→ The input
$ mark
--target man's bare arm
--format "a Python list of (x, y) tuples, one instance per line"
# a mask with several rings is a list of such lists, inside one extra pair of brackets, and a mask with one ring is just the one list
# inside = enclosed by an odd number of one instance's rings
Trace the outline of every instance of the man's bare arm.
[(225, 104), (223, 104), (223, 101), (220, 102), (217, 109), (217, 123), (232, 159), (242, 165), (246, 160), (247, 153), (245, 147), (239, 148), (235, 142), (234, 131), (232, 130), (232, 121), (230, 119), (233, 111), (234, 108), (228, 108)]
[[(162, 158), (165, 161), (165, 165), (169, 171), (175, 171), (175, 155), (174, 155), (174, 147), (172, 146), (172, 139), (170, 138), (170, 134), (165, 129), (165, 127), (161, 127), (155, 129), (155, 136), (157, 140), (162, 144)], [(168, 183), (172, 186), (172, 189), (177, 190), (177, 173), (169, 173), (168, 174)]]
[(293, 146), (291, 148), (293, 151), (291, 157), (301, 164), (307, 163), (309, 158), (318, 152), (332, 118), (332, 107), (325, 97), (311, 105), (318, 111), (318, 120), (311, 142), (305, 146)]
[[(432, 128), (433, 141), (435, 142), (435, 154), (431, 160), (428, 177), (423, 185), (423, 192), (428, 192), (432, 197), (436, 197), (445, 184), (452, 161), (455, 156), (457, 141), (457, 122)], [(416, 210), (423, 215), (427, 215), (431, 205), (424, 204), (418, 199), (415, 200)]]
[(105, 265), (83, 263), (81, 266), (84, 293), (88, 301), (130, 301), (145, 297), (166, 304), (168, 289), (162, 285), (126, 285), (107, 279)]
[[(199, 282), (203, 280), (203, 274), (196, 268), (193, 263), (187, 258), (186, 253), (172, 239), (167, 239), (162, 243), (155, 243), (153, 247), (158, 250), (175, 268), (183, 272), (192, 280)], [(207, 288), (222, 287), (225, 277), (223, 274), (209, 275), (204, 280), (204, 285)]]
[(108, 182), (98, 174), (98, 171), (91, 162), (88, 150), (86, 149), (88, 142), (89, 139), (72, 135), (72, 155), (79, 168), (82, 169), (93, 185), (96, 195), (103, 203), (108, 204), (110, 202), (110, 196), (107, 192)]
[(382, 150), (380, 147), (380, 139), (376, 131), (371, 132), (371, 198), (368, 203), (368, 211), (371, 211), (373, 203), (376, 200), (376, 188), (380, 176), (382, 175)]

→ About this task
Of all the entries above, output exactly the lines between the one holding "# a mask with" and the one holding "# inside = enclosed", inclusive.

→ Answer for this exercise
# a mask with several rings is a list of such lists, inside one extra pair of brackets, and a mask with one ring is just the one list
# inside = enclosed by an odd number of one instance's rings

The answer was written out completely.